*** Opening Given data ***
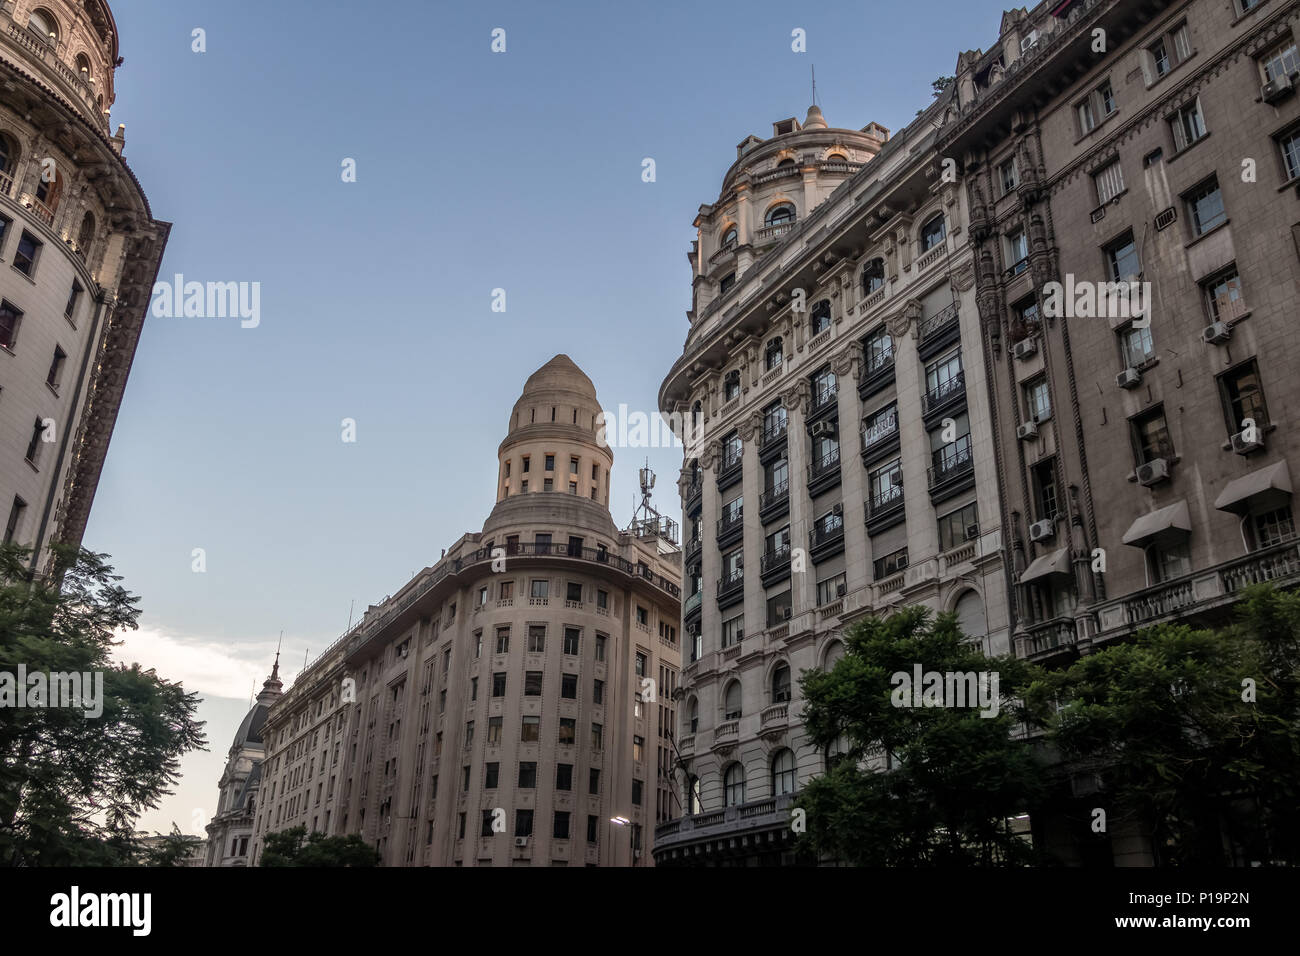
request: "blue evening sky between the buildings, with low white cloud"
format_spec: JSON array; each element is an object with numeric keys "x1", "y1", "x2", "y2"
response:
[{"x1": 94, "y1": 0, "x2": 1002, "y2": 832}]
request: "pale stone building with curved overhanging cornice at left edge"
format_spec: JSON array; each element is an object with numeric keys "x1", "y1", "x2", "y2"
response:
[{"x1": 0, "y1": 0, "x2": 170, "y2": 570}]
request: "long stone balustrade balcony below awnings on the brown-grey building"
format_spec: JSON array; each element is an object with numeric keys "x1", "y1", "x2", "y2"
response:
[{"x1": 1097, "y1": 541, "x2": 1300, "y2": 639}]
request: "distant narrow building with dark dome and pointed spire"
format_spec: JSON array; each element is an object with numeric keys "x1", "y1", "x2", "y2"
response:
[{"x1": 207, "y1": 653, "x2": 285, "y2": 866}]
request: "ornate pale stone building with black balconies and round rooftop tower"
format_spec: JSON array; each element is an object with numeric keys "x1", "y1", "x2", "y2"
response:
[{"x1": 655, "y1": 106, "x2": 1010, "y2": 865}]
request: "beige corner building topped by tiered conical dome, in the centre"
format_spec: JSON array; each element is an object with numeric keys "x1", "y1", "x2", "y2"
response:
[{"x1": 254, "y1": 355, "x2": 681, "y2": 866}]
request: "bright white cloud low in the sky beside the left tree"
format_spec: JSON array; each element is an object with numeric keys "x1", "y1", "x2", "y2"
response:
[{"x1": 113, "y1": 626, "x2": 276, "y2": 700}]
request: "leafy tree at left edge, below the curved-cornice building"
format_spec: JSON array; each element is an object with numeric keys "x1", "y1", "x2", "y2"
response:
[{"x1": 0, "y1": 545, "x2": 207, "y2": 866}]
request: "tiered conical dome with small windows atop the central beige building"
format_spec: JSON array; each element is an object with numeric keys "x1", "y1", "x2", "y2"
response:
[{"x1": 497, "y1": 355, "x2": 614, "y2": 511}]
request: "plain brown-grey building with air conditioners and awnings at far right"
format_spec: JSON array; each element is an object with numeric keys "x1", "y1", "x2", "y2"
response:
[{"x1": 940, "y1": 0, "x2": 1300, "y2": 864}]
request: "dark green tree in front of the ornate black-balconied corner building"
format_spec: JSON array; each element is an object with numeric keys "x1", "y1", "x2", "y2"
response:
[{"x1": 797, "y1": 607, "x2": 1044, "y2": 866}]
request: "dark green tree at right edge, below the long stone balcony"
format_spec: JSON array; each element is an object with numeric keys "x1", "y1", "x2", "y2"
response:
[{"x1": 1031, "y1": 585, "x2": 1300, "y2": 866}]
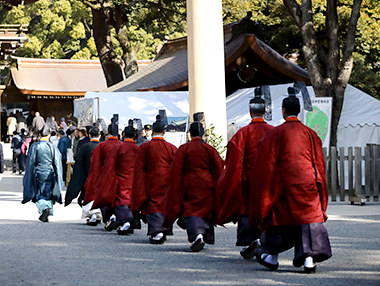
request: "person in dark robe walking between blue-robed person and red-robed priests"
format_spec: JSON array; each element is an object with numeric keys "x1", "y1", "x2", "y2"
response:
[{"x1": 65, "y1": 127, "x2": 101, "y2": 223}]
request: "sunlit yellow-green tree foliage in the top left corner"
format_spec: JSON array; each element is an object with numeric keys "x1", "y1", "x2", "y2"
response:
[{"x1": 1, "y1": 0, "x2": 97, "y2": 59}]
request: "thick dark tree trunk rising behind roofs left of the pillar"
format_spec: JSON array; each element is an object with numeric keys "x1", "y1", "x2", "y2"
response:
[{"x1": 91, "y1": 7, "x2": 123, "y2": 87}]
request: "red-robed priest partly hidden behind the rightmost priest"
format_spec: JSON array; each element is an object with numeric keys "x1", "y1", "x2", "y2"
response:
[{"x1": 216, "y1": 88, "x2": 274, "y2": 259}]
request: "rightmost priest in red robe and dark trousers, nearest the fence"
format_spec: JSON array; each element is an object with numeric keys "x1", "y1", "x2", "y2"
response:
[{"x1": 250, "y1": 88, "x2": 332, "y2": 273}]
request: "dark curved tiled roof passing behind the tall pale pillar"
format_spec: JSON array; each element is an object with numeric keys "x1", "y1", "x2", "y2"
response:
[{"x1": 105, "y1": 32, "x2": 310, "y2": 92}]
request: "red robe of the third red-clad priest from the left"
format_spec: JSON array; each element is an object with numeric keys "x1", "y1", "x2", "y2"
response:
[{"x1": 131, "y1": 137, "x2": 177, "y2": 217}]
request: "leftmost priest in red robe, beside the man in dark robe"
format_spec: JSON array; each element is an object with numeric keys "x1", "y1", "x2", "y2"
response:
[{"x1": 83, "y1": 120, "x2": 122, "y2": 231}]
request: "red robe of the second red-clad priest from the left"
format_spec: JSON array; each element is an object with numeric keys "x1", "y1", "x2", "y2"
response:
[{"x1": 114, "y1": 139, "x2": 139, "y2": 207}]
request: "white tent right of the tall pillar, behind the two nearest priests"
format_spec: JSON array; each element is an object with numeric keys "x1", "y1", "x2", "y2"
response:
[{"x1": 227, "y1": 84, "x2": 380, "y2": 150}]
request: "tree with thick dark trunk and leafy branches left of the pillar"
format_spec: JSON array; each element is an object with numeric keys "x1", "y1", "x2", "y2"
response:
[{"x1": 85, "y1": 0, "x2": 186, "y2": 86}]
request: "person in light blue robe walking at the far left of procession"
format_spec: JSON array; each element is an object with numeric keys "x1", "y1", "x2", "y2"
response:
[{"x1": 22, "y1": 118, "x2": 63, "y2": 222}]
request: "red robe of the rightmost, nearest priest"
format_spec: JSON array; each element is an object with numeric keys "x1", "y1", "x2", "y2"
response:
[{"x1": 250, "y1": 117, "x2": 328, "y2": 229}]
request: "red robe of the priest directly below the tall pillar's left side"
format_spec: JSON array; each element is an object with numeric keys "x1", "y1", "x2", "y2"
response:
[{"x1": 164, "y1": 137, "x2": 224, "y2": 226}]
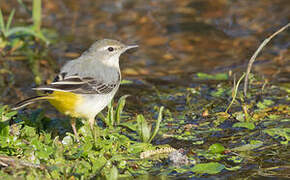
*** Closing Given data ***
Goal of the exercise: From the entries above, extract every line where the word "pale" appears.

Written response:
request: "pale stone building with curved overhanging cornice at left edge"
request: "ornate pale stone building with black balconies and round rooftop tower"
request: "dark curved tiled roof passing behind the tall pale pillar"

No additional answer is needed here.